• _Problem to work on_:
According to the text on CRISPR gene editing, since when has genome editing been in development?

• _Excerpted text_:
*****

Genome editing has been in development since the 1970s since there have been technologies for gene sequencing, gene copying, and gene manipulating. But the invention of CRISPR has been a breakthrough in gene-editing. It helps in treating many genetic diseases with associated protein CAS-9. CRISPR is Clustered Regularly Interspaced Short Palindromic Repeats found in the adaptive immune system of many bacteria and prokaryotes. For example, bacteria have to deal with viruses in their environment; they use CRISPER- CAS for splicing the virus’s genome.
Lately, CRISPR technology is being used to treat many diseases like cystic fibrosis, sickle cell anemia, cancer, etc. The method of the procedure involves cutting the double-stranded DNA at or near the mutated gene for, e.g., cystic fibrosis mutant gene. Then, the DNA of organisms can join the cut fragments of DNA through repair machinery or inserting a piece of DNA sequence at a particular target site.
Previously, this research had been done only on mice and monkeys. Some Chinese scientists went as far as developing genetically engineered twin babies to remove HIV-infected mutant genes in the babies’ genome. That raised controversy regarding the ethical and moral usage of CRISPR technology. Many considered it as “Editing humanity” and didn’t want it to be used for all and any desirable purpose. Some critical aspects related to safety, accessibility, prioritization, and engagement to technology have to be considered before deciding on whether to use this technology or not. First, it should have a therapeutic purpose of use, and second, its use should be limited and accessible to all. For example, applying CRISPR technology in changing eyes color, high IQ, strong bones is inappropriate and unethical.

*****

• _Raw data_:
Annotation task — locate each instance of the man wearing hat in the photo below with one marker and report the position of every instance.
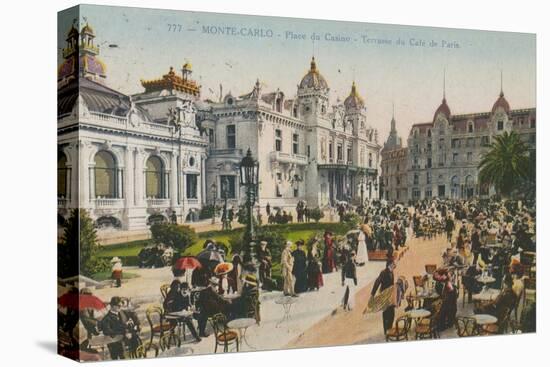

*****

• _Finished task_:
Since the 1970s.